## Problem to work on
The records below are to be repeated in full, exactly as they are.

(Point labeling examples)

——

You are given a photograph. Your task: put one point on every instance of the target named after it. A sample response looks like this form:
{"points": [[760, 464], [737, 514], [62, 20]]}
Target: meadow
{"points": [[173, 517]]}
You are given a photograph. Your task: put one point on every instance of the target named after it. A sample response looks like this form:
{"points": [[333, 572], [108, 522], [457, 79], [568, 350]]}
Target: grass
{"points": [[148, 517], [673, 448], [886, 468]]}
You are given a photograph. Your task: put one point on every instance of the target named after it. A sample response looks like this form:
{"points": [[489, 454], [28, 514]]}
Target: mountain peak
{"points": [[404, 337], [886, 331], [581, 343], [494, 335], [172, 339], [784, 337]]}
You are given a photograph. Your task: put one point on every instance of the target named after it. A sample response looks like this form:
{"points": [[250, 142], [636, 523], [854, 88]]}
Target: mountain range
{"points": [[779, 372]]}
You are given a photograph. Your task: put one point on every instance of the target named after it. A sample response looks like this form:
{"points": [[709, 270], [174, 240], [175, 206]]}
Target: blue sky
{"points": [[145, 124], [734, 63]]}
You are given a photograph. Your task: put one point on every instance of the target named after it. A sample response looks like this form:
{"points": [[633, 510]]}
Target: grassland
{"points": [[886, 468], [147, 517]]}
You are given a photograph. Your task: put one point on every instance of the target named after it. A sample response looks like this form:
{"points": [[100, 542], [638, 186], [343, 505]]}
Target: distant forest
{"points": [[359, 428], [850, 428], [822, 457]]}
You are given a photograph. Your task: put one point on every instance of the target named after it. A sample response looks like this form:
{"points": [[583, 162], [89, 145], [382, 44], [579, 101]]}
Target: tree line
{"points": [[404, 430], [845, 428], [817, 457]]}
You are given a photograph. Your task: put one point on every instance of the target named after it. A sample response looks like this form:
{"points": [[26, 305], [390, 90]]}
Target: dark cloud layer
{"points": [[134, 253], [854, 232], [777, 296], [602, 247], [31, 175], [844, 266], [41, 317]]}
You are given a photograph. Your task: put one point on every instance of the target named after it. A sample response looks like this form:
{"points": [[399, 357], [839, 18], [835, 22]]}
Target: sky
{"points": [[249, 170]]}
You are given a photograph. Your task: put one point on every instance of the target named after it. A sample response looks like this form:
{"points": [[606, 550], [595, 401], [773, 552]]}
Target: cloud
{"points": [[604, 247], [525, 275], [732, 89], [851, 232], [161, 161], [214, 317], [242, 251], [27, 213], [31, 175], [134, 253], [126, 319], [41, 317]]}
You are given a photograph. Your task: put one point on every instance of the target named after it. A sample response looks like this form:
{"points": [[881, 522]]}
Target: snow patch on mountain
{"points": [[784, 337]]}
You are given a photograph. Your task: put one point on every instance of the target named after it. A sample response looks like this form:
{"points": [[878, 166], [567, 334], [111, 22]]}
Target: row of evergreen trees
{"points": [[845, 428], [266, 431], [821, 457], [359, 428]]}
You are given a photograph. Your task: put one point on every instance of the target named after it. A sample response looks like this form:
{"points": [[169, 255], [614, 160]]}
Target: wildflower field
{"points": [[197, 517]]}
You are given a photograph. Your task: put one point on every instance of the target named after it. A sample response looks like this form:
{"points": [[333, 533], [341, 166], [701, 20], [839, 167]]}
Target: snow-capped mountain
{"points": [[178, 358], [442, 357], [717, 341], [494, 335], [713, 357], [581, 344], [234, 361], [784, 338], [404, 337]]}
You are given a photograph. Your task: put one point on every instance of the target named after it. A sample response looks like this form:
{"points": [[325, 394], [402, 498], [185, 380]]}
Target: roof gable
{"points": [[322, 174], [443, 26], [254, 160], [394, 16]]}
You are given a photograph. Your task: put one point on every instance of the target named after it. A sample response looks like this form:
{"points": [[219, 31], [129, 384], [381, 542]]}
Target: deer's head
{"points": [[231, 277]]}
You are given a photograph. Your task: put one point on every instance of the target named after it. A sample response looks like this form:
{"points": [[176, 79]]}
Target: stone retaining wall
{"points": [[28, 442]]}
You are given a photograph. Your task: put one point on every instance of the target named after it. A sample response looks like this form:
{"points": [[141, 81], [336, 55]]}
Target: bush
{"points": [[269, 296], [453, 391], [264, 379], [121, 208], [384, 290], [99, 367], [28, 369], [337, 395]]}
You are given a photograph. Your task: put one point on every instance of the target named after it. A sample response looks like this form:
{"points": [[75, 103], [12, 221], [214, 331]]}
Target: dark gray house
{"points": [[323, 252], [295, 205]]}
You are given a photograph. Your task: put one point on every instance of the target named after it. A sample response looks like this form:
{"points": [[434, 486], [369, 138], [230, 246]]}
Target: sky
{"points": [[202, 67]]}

——

## Reply
You are given a photograph. Your task: put one point on every instance of the target named after it. A sample response looks like this form:
{"points": [[760, 464], [737, 514], [62, 20]]}
Target: meadow
{"points": [[173, 517]]}
You are given a photograph. Your task: put one point on every instance of the target named after it. A sample response looks like this form:
{"points": [[333, 572], [108, 522], [457, 79], [568, 350]]}
Target: grass
{"points": [[148, 517], [673, 448], [886, 468]]}
You are given a photograph. Your task: put one point on every instance of the target named after it. A sample response looks like this form:
{"points": [[489, 454], [28, 514]]}
Target: mountain peak
{"points": [[404, 337], [886, 331], [581, 343], [494, 335], [172, 339], [784, 337]]}
You are given a photograph. Your task: put one point on every instance of the target named after it. A sample response looks like this form:
{"points": [[250, 142], [636, 523], [854, 88]]}
Target: mountain range
{"points": [[779, 372]]}
You are given a photograph. Your task: put one point on every instance of the target named after it. A sample response looks like this form:
{"points": [[709, 270], [174, 240], [175, 206]]}
Target: blue sky
{"points": [[145, 124], [734, 63]]}
You are given a photograph. Your task: put one point on every instance of the target named after it. A sample response looks like this form:
{"points": [[633, 510]]}
Target: grassland
{"points": [[886, 468], [147, 517]]}
You are given a photograph. Your task: put one point on every instance of the target named after it. A sample response looks like this form:
{"points": [[100, 542], [638, 186], [343, 505]]}
Target: distant forest
{"points": [[359, 428], [850, 428], [822, 457]]}
You are given a photograph. Your task: put one point on every instance of the target named after it. A sample response looks like this form:
{"points": [[583, 162], [89, 145], [382, 44], [579, 101]]}
Target: tree line
{"points": [[404, 430], [845, 428], [817, 457]]}
You are given a photograph. Your task: put one point on every instance of the target named after it. A sample response looks like this form:
{"points": [[26, 305], [390, 90]]}
Target: dark cloud layer
{"points": [[134, 253], [854, 232], [777, 296], [602, 247], [31, 175], [844, 266], [41, 317]]}
You are given a photograph. Your task: put one point on every instance of the target named after it. A sample response looks like this form:
{"points": [[399, 357], [839, 18], [835, 22]]}
Target: sky
{"points": [[249, 170]]}
You are given a photograph. Your task: put one point on every instance of the target named after it. A sample response looks like this form:
{"points": [[606, 550], [595, 401], [773, 552]]}
Target: cloud
{"points": [[604, 247], [525, 275], [732, 89], [851, 232], [161, 161], [214, 317], [242, 251], [27, 213], [31, 175], [134, 253], [126, 319], [41, 317]]}
You are given a photograph. Your task: put one point on every instance of the target named after it. A sample response looks like this form:
{"points": [[881, 522]]}
Target: snow patch on mountain
{"points": [[784, 337]]}
You are given a photograph. Your task: put one point on every instance of the target named after it. A sample response looks like this form:
{"points": [[878, 166], [567, 334], [111, 22]]}
Target: row of evergreen trees
{"points": [[845, 428], [266, 431], [821, 457], [359, 428]]}
You are given a photograph. Your task: put one point on every instance of the target named after it. A sample response looks like this form:
{"points": [[169, 255], [614, 160]]}
Target: wildflower field
{"points": [[197, 517]]}
You are given a photograph. Your task: put one point on every instance of the target named after it. A sample response looks like this form:
{"points": [[333, 533], [341, 166], [701, 20], [839, 167]]}
Target: snow-capped mountain
{"points": [[178, 358], [442, 357], [717, 341], [494, 335], [713, 357], [581, 344], [234, 361], [784, 338], [404, 337]]}
You are given a photograph. Your task: put one point on every instance of the target named after it. A sample response looks like this form:
{"points": [[325, 394], [402, 498], [185, 380]]}
Target: roof gable
{"points": [[322, 174], [443, 26], [254, 160], [394, 16]]}
You are given a photograph. Your task: put one point on every instance of the target named after it. A sample response looks like this form:
{"points": [[219, 31], [129, 384], [381, 542]]}
Target: deer's head
{"points": [[231, 277]]}
You are given a photograph. Your task: put one point on every instance of the target named after it. A sample response looks like this form:
{"points": [[176, 79]]}
Target: stone retaining wall
{"points": [[28, 442]]}
You are given a photograph. Your task: put one point on every instance of the target named after it. A sample response looks like this form:
{"points": [[141, 81], [336, 55]]}
Target: bush
{"points": [[269, 296], [453, 391], [264, 379], [121, 208], [384, 290], [99, 367], [28, 369], [337, 395]]}
You are given a photograph. Your task: put one point on every instance of the target named after it. A sample response looks like this form:
{"points": [[75, 103], [12, 221], [214, 331]]}
Target: dark gray house
{"points": [[323, 252], [295, 205]]}
You are given a photograph. Your task: put one point on every instance of the target named after it. A sample response looks like this form:
{"points": [[434, 486], [369, 138], [230, 246]]}
Target: sky
{"points": [[202, 67]]}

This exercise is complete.